Records contained in a dataset
========================================================================

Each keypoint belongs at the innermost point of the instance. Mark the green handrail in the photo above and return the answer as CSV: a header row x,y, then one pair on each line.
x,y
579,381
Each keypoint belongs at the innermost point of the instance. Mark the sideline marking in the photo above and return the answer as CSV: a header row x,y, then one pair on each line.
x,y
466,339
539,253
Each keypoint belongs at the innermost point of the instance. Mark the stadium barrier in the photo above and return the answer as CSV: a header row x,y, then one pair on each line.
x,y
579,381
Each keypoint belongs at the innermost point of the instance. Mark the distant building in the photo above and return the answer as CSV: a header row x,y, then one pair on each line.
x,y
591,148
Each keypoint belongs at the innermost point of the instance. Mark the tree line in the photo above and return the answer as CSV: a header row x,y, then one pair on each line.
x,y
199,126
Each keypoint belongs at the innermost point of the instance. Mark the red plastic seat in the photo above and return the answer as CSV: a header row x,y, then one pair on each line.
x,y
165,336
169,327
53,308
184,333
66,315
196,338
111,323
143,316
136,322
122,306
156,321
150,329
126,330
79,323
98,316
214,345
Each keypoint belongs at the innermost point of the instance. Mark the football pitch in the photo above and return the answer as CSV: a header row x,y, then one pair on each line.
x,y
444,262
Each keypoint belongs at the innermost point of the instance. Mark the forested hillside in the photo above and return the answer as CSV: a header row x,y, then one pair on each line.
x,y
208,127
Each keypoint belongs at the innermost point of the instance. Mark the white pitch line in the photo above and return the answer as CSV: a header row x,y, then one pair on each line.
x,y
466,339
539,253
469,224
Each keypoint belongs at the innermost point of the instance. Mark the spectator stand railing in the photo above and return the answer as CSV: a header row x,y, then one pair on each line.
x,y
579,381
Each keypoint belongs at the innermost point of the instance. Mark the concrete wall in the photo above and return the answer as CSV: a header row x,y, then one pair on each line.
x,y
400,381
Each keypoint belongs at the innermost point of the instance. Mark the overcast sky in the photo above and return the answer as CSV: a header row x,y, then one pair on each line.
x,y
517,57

========================================================================

▶ _Task details_:
Exactly the lines from the one holding "Mark the white" through the end of the records above are to be returned, and nothing else.

▶ _Solution_:
Each keypoint belongs at the innermost point of the instance. Mark the white pitch line in the photo above and return the answer as CSV: a header row x,y, then one pair on each line.
x,y
466,339
539,253
469,224
Each keypoint belongs at the innermost point of the instance. Mark the spectator stand railing in the photo above and return the answer as CSV: a header row x,y, then one pair on each line.
x,y
579,381
Each keypoint belongs at the innermost point of the instance. Mark the concrete wall in the photo above and return the answer as CSV: a header row x,y, then one pair on each line.
x,y
400,381
Each keypoint belongs at the innermost point of the instance. Mark the overcast sky in the photo above and return the answer as CSV: a header row x,y, then one pair on each line.
x,y
517,57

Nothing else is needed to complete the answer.